YOUR OBJECTIVE: Will you write out all the entries below exactly?

-- BEGIN SOURCE MATERIAL --

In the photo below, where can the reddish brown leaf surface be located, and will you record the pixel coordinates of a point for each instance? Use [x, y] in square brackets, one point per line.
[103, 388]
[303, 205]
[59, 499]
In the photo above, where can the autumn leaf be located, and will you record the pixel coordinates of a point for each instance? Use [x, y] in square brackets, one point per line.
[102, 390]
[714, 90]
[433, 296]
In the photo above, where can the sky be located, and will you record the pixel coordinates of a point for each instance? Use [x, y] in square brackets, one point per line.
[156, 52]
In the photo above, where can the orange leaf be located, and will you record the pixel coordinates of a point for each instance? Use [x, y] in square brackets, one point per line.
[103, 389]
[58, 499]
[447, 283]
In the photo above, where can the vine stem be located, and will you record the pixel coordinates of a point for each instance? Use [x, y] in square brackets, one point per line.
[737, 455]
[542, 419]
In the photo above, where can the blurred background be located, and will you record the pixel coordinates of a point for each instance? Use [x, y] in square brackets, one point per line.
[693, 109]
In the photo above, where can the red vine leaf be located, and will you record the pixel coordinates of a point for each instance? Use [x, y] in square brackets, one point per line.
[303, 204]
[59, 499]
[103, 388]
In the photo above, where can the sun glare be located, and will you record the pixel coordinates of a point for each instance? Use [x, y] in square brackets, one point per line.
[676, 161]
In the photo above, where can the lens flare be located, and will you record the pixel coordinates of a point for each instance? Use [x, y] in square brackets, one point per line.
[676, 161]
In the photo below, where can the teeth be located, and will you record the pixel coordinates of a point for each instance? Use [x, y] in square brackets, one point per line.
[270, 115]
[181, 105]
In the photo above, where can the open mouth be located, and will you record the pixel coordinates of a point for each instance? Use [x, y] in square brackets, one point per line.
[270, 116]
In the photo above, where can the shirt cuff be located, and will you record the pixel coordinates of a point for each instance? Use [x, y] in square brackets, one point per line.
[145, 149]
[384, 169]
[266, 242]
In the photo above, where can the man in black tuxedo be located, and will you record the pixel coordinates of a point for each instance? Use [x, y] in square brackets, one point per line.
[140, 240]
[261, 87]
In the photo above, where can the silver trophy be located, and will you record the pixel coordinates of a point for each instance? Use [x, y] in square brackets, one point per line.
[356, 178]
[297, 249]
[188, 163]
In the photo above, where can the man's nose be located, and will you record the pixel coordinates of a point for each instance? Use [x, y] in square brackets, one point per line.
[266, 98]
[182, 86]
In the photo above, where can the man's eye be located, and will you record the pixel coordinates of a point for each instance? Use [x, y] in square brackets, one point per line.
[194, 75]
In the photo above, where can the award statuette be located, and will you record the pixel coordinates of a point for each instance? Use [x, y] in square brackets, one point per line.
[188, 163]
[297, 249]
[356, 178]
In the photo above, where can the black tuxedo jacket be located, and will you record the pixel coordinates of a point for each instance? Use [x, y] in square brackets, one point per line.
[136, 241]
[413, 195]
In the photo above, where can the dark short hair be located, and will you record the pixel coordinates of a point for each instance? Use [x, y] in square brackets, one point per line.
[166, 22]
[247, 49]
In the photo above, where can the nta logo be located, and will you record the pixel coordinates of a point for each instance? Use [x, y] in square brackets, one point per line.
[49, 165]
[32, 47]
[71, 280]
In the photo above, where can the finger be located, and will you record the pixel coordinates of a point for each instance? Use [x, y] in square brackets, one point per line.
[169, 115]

-- END SOURCE MATERIAL --

EXERCISE SOLUTION:
In the photo below, where can the reddish brown leaf surface be located, and will you record the pixel coordinates of a point for each instance? Use [x, y] in square brackets, one point per line.
[103, 388]
[303, 205]
[59, 499]
In the photo above, where can the autumn leaf be located, and will you record the pixel coordinates of a point for each instance? Use [x, y] in square brackets, one point per line.
[102, 390]
[714, 90]
[433, 296]
In the photo above, where can the sky be located, and will you record the pixel coordinates of a point for each instance? Use [x, y] in square brackets, one point per line.
[156, 52]
In the photo above, where can the orange leaf be located, and will you record the pixel coordinates of a point for each instance? Use [x, y] in square brackets, one point per line.
[103, 389]
[58, 499]
[447, 283]
In the photo above, where can the vine stem be located, and will you record the pixel coordinates of a point for each instance? Use [x, y] in square brackets, one point per line.
[737, 455]
[542, 419]
In the photo above, where can the blurred background be located, and will you record the pixel coordinates of a point for each instance? Use [x, y] in square brackets, one point per line.
[693, 109]
In the photo above, where can the red vine leaf be located, and will you record the pixel coordinates of a point for each instance? Use [x, y] in square brackets, one point per line.
[303, 204]
[59, 499]
[103, 388]
In the photo above, where can the sun glare be located, and will you record the pixel coordinates of a point for each instance? Use [x, y] in square brackets, one point per line.
[676, 161]
In the photo above, where can the lens flare be located, and will you record the pixel coordinates of a point for each instance? Use [x, y] in square brackets, one point per line.
[676, 161]
In the photo below, where can the teeth be located, and will you record the pixel coordinates of a point for each instance? Use [x, y] in square brackets, one point per line.
[270, 115]
[181, 105]
In the photo above, where can the open mouth be located, and will you record the pixel coordinates of a point for each instance? Use [x, y] in square brackets, one point per line.
[270, 116]
In the photo above, where can the shirt cuff be located, and will you record the pixel coordinates of a point for each instance? Use [x, y] in square brackets, one point per line.
[145, 149]
[384, 169]
[266, 242]
In the photo above, where can the man in black tuxedo be located, and will you record the pixel coordinates of a point for each instance? Use [x, y] in square brackets, one point per line.
[140, 240]
[261, 87]
In the photo above, where can the silver trophy be located, and will you record the pixel coordinates of a point for each instance? Use [x, y] in square brackets, one point per line.
[356, 178]
[297, 249]
[188, 163]
In the photo above, where can the man's nose be located, and will you record the pixel coordinates of a point for each instance? Use [x, y] in square brackets, one point per line.
[266, 98]
[182, 86]
In the photo above, where can the man's eye be located, and will you record the pixel coordinates of a point for each instance? Use [x, y] in square brackets, one point per line.
[194, 75]
In the photo above, where can the award statuette be located, and will you record the pixel coordinates of a point for each instance? Use [x, y] in square brackets, one point per line.
[188, 163]
[297, 249]
[356, 178]
In the photo above, where can the black tuxedo jacket be located, and will you record the pixel coordinates of a point for each instance? Use [x, y] in square brackets, one point per line.
[136, 241]
[413, 195]
In the photo above, where can the dark short hair be located, and will you record the pixel coordinates of a point for each instance? Use [x, y] in square brackets, one point per line.
[166, 22]
[247, 49]
In the photo above, where can the nta logo be located, and will you record the pixel coordinates of a point for each instance? Use [x, y] in square brackets, one point per line.
[49, 165]
[32, 47]
[71, 280]
In the photo above, where can the finger be located, and will you record the pixel coordinates of a point for each instance? Use [x, y] in square brackets, one point per line.
[169, 115]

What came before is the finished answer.